(TEXT SECTION)
GRC is the new ROI
Maybe GRC is the new ROI, maybe not, but you can’t deny that ROI is getting old. ROI is simply a metric that measures the excess profit (or return) made by implementing (or investing in) a solution, minus the cost of the solution, when compared to not having implemented the same solution. GRC is governance, risk and compliance, three things people outside of the executive suite are not likely to care a lot about.
ROI was the holy grail of automation for decades and it will never go away but as an engine for the tech economy it may be fading. If a technology vendor could show how implementing technology would reduce costs somewhere in the organization, the sale was at least pending. Unfortunately for many people, the savings were more often than not derived from reduced headcount.
For years companies have been getting more productive by automating away jobs, but what happens when you reach the point where automation will not enable further headcount reductions (which in the real world are known by the less clinical term, job cuts)?
Traditional business school logic says that there are two ways out of that dead end, product and financial innovation. With product innovation companies can build new things that people want to buy; with financial innovation they can tinker with the ways they count money and the way they position themselves in the market. Product innovation is hard and often unsuccessful, especially for large companies that become set in their ways.
That leaves us with financial or business model innovation, but as we have seen all too often, changing the business model is a Herculean task that very few companies of any size at all can pull off. You can’t say business model innovation does not happen, but it’s rare, like Halley’s comet or, in the 20th Century, the Red Sox winning a World Series.
So what starts out as multiple options quickly dwindles to financial innovation which can take multiple forms too, and in the recent past, its metric has been ROI. Nevertheless, as the foregoing argues, the ROI gravy train is running out of steam which is why I think that GRC may be ROI’s successor.
GRC is an evolving suite of solutions with a common theme — helping enterprises avoid what is euphemistically called a “loss event.” As we have found better, cheaper and smarter ways to do business, loss events have bubbled up to become one of the big bogies on the radar screen.
Loss events come in far too many forms. Consider these from the recent news that we’re all familiar with. Isaiah Thomas, coach of the New York Knicks, was found guilty of a sexual harassment charge by a co-worker. The settlement against the Knicks went into the millions of dollars.
Dennis Kozlowsky CEO of Tyco was found with his hand in the company till, costing the company millions of dollars and tarnished its reputation with the financial community. (I was going to use Ken Lay and Enron as the example here, but did you know that because Lay died before he could appeal his verdict that the courts automatically vacated the verdict? Quite a justice system we have, but I digress.)
Then there is what seems like a never ending saga of retail organizations who find that their IT security is second to one — the bad guys who steal millions of credit card numbers and customers’ identities in the process.
All of these loss events can and should be prevented if corporations start to use technologies that help them analyze weaknesses and implement business rules that enable them to enforce best practices in virtually every area of their operations. Reducing loss events reduces losses and that hits — or doesn’t hit depending on your perspective — the bottom line which is why I think that GRC is the new ROI.
Ah! If it was only that easy!
We really have only scratched the surface where risk is concerned (think about your company’s carbon foot print, for example). Therefore we have only an imperfect understanding of the solutions, the compliance rules that enable good governance. Out of this will come, of necessity, new job titles like Chief Compliance Officer and whole new systems, some of which are now coming to market.
ROI is forward looking and it provides answers to the what-if questions good managers always ask — if we did business differently, using different and better technology, would it be worth it? What would the pay off be?
GRC takes that idea forward and asks how a company can proactively eliminate a loss. It’s nowhere near as sexy as inventing the next iPod/iPhone/iDon’tKnowWhat but it addresses the need for better management and the incessant demand that companies maximize shareholder value.
More than that though GRC implicitly says there are more stakeholders than only the shareholders. For example, a company might use GRC in HR to help avoid a sexual harassment law suit and the “loss event” that can accompany it, but the benefit to the workers is better work environment. Inevitably, that has the makings of better productivity and maybe even ROI.
(End TEXT SECTION)
» **WHAT THIS TASK INVOLVES**
Answer these from the essay on GRC and ROI:
(a) What three things does GRC stand for?
(b) Which two ways out of the automation dead end does traditional business school logic name?
(c) What new job title does the essay expect to arise of necessity?
(DATASET RECORDS)
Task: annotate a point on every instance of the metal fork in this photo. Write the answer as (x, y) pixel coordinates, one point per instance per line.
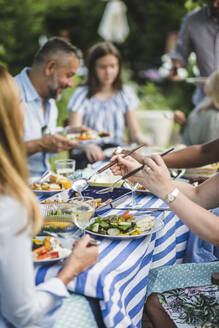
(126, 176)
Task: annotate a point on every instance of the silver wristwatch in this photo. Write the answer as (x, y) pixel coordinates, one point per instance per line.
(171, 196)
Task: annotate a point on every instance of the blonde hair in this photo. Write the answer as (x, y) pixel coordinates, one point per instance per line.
(End DATASET RECORDS)
(DATASET RECORDS)
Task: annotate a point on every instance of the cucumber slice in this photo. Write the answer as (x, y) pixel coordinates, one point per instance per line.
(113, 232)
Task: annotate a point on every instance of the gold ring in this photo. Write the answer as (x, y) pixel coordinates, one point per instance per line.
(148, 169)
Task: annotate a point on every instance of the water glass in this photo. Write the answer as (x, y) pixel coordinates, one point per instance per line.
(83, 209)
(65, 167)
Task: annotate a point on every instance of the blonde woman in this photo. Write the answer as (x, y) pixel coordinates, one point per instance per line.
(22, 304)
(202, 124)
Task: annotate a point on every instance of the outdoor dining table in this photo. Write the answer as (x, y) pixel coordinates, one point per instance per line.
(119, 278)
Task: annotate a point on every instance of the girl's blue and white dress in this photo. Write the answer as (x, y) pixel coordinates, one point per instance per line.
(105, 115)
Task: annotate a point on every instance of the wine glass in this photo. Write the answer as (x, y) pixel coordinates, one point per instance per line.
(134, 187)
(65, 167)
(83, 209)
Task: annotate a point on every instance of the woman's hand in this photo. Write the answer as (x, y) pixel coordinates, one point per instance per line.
(End DATASET RECORDS)
» **SOLUTION TO THE EXERCISE**
(a) Governance, risk and compliance.
(b) Product innovation and financial innovation.
(c) Chief Compliance Officer.